BLOQUE DE TEXTO:
# Demodulador ASK



## jaimepsantos (Jun 24, 2011)

Saludos foro!
De antemano gracias, bueno para ver si ven como demodular una señal ask de la mejor forma lo que tengo es la señal ask con su portadora de 115KHZ y con 200mV de amplitud con un switch simulando la modualcion ask, viene un LM358 como amplificador no inversor para elevar ese voltaje sin importarme que se pierda la parte negativa, de hecho lo mejor seria usar solo la fuente de 5V por eso ese opamp, bueno continuando el diodo me baja .7 V por que el operacional no me va a dar cero, el capacitor me filtra la señal o por lo menos es lo queria que hiciera la otra resistencia es la de base de 100 ohms para asegurarme que se sature el transitor y ya en si el transistor como low side driver para que me de la salida invertida. Lo que he podido ver en la simulacion es que una vez que la señal me manda cero el transistor tarda mucho en reponerse debido a la descarga del capacitor ya intente cambiarlo por uno mas pequeño pero la señal se distorsiona.  Bueno no creo que este tan mal la idea pero de seguro hay un error de planta o una solucion mejor.






_Modulacion ASK_


_Simulacion en Mulisim_


_Resultado de la simulacion_

Se incluye el archivo formato Multisim 11, muchas gracias por su atencion , ademas no importa que la señal salga invertida se soluciona cambiando el transistor de posición, solo que el multisim me marca error gracias de verdad cualquier aporte sera muy agradecido


----------



## josue_electronico (Abr 20, 2012)

muy bueno gracias!


----------

INFORMACIÓN PROPORCIONADA:
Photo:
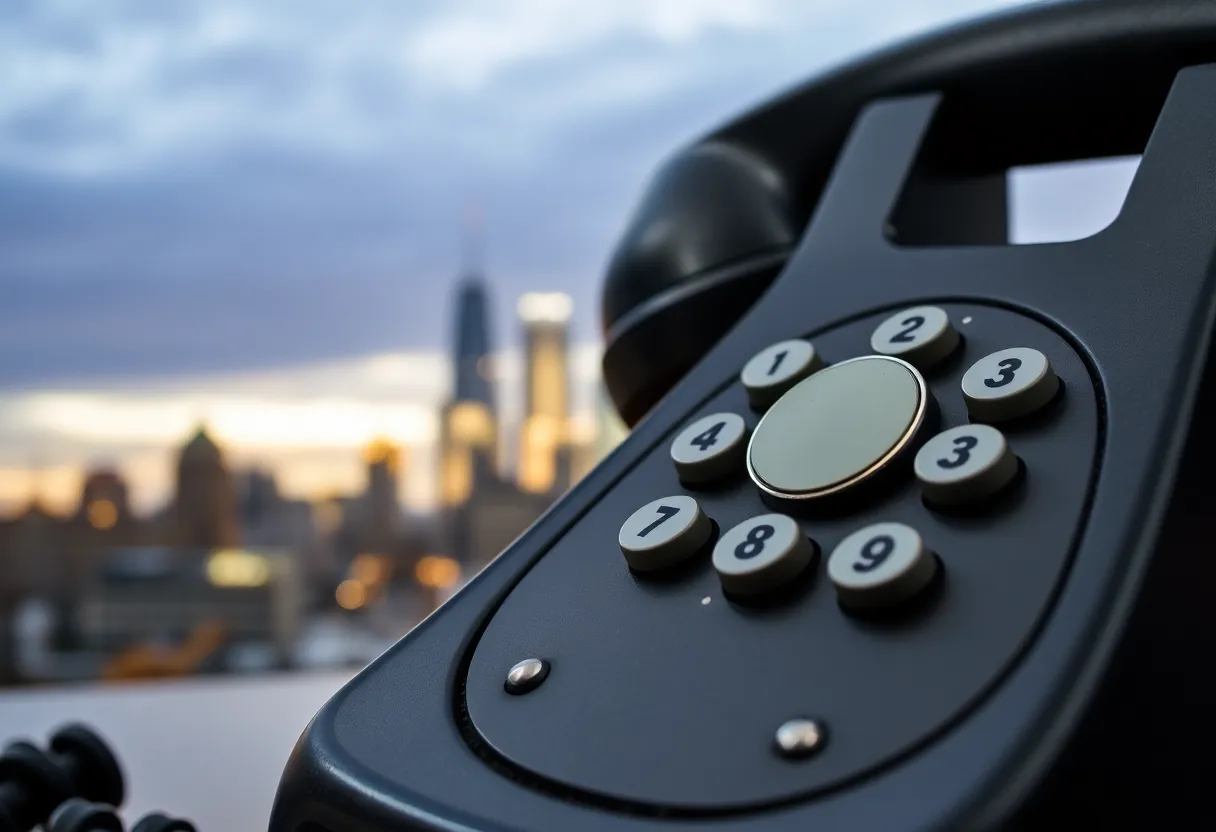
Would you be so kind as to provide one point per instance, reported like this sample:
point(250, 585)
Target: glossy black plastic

ACCIONES REQUERIDAS:
• A. Responde estas preguntas a partir del hilo del foro:
(i) ¿Qué frecuencia tiene la portadora de la señal ASK?
(ii) ¿De cuántos ohms es la resistencia de base del transistor?
(iii) ¿En qué formato se incluye el archivo de la simulación?
• B. Reproduce el fragmento del hilo del foro que empieza en las palabras "Se incluye el" y termina después de "muy bueno gracias!".
Usa solo el hilo del foro para responder.

RESULTADOS POR TAREA:
• A.
(i) 115 kHz.
(ii) 100 ohms.
(iii) Formato Multisim 11.

• B.
Se incluye el archivo formato Multisim 11, muchas gracias por su atencion , ademas no importa que la señal salga invertida se soluciona cambiando el transistor de posición, solo que el multisim me marca error gracias de verdad cualquier aporte sera muy agradecido


----------



## josue_electronico (Abr 20, 2012)

muy bueno gracias!